● TASK TO COMPLETE
For every line in the records that has the word "wheel", make a copy.

● INPUT DATA
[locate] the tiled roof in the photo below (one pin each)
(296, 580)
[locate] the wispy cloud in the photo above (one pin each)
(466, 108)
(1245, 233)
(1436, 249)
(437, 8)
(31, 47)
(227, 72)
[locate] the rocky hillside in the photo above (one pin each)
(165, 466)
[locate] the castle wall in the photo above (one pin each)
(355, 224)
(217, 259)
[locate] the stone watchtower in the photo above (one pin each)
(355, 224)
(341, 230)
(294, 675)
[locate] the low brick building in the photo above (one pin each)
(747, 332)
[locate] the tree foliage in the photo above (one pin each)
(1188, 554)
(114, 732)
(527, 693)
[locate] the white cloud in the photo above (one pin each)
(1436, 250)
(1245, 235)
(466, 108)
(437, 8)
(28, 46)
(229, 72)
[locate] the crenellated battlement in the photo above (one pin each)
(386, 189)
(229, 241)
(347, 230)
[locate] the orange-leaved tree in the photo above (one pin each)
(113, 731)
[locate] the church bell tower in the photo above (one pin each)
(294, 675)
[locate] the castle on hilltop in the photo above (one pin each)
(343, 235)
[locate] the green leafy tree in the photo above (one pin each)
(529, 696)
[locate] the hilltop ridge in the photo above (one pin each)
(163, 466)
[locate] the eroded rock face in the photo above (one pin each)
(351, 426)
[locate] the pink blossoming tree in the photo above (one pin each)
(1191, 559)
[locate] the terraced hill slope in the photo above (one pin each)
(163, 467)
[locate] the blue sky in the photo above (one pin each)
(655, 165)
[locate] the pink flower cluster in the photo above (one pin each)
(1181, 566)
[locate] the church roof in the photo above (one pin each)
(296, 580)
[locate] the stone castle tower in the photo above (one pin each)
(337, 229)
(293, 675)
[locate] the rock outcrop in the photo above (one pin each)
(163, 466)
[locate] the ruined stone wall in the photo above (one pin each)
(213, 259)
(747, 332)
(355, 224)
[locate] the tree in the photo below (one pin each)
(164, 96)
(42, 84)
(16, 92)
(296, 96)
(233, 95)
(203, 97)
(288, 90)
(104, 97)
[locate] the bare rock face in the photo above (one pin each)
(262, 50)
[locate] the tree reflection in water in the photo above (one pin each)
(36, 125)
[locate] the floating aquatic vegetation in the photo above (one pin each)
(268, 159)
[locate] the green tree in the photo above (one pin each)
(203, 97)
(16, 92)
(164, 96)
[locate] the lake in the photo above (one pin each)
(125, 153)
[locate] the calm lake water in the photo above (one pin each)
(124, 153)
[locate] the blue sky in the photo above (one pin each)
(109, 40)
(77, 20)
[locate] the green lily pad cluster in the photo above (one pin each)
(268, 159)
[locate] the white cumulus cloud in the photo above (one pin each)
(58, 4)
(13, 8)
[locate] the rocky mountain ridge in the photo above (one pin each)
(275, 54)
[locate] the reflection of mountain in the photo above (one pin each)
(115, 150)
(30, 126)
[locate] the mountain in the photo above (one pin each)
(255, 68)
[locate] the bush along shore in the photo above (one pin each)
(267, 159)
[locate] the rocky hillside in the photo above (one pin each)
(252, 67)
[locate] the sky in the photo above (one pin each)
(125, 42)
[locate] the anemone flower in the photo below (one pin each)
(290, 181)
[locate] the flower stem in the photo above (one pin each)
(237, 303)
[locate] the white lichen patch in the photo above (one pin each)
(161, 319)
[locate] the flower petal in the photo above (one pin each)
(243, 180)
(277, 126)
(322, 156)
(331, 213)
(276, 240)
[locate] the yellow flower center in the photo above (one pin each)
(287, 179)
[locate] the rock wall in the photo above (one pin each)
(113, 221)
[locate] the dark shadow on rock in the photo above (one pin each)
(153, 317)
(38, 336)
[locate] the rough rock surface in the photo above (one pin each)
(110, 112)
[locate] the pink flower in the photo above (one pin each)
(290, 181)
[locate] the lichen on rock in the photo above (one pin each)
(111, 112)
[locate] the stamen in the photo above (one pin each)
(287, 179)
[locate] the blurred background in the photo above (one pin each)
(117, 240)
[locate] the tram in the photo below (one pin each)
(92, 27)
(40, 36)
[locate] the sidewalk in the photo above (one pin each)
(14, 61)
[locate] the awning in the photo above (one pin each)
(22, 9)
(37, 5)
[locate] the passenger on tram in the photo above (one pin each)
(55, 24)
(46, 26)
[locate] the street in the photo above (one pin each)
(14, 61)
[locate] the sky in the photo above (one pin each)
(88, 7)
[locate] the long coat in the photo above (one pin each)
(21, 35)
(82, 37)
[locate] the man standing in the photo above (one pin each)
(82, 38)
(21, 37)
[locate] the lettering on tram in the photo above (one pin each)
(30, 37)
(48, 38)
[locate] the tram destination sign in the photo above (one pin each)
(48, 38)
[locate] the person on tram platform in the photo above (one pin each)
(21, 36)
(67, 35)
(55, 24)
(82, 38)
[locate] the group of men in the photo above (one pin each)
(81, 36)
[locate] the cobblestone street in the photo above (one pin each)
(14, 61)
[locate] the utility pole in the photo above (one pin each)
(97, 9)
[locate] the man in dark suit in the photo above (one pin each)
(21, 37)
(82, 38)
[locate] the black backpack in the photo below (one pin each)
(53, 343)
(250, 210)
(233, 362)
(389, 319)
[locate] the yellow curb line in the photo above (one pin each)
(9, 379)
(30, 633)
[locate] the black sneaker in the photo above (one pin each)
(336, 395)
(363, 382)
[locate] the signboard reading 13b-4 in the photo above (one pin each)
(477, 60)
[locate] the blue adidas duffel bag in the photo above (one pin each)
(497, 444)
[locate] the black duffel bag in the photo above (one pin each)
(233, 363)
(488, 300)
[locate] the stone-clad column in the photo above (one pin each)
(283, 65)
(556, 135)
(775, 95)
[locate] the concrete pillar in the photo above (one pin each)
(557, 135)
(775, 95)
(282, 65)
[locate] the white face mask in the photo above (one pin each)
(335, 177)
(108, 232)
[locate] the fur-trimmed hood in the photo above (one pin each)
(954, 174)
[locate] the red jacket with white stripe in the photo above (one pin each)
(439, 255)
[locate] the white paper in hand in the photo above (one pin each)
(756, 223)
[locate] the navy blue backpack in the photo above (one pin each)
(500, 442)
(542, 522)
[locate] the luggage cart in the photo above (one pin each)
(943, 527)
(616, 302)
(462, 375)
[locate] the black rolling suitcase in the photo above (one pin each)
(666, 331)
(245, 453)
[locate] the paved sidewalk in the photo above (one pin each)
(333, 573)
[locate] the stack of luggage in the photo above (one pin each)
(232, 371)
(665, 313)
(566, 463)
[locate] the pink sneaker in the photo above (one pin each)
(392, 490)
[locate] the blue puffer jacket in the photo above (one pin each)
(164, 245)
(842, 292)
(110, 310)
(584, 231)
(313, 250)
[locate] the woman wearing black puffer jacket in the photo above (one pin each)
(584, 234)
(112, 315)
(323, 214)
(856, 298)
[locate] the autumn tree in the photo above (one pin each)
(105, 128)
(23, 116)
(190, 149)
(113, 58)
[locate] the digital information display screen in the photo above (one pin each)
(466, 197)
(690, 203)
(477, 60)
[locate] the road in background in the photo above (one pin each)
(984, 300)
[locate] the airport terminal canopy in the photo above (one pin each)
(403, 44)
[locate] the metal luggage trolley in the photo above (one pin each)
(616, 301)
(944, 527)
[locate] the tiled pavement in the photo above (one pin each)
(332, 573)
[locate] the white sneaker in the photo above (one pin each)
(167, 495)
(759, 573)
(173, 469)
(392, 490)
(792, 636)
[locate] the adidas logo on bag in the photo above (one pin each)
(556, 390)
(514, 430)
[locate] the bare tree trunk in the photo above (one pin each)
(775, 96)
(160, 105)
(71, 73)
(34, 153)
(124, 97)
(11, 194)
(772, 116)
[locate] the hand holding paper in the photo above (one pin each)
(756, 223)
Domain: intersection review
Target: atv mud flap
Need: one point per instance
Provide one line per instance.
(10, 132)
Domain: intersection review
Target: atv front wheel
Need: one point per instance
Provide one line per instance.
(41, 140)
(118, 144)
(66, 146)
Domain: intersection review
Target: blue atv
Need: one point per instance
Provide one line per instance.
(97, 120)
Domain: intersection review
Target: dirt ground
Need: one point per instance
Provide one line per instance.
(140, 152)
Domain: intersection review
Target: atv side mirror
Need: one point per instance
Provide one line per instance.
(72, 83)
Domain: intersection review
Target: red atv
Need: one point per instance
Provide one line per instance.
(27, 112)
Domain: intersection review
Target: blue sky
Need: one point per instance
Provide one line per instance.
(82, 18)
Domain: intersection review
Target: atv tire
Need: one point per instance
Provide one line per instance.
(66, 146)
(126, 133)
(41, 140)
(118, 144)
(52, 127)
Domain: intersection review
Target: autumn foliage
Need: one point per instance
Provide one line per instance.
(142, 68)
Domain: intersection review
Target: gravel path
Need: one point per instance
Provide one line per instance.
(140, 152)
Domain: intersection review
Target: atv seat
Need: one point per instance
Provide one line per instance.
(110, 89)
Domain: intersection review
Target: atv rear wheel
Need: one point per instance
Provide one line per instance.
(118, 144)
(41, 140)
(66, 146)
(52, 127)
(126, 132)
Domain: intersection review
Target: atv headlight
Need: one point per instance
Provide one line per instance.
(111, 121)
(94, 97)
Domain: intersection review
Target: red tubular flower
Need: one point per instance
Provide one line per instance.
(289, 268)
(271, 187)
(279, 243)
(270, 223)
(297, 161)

● EXPECTED ANSWER
Target: atv front wheel
Target: atv rear wheel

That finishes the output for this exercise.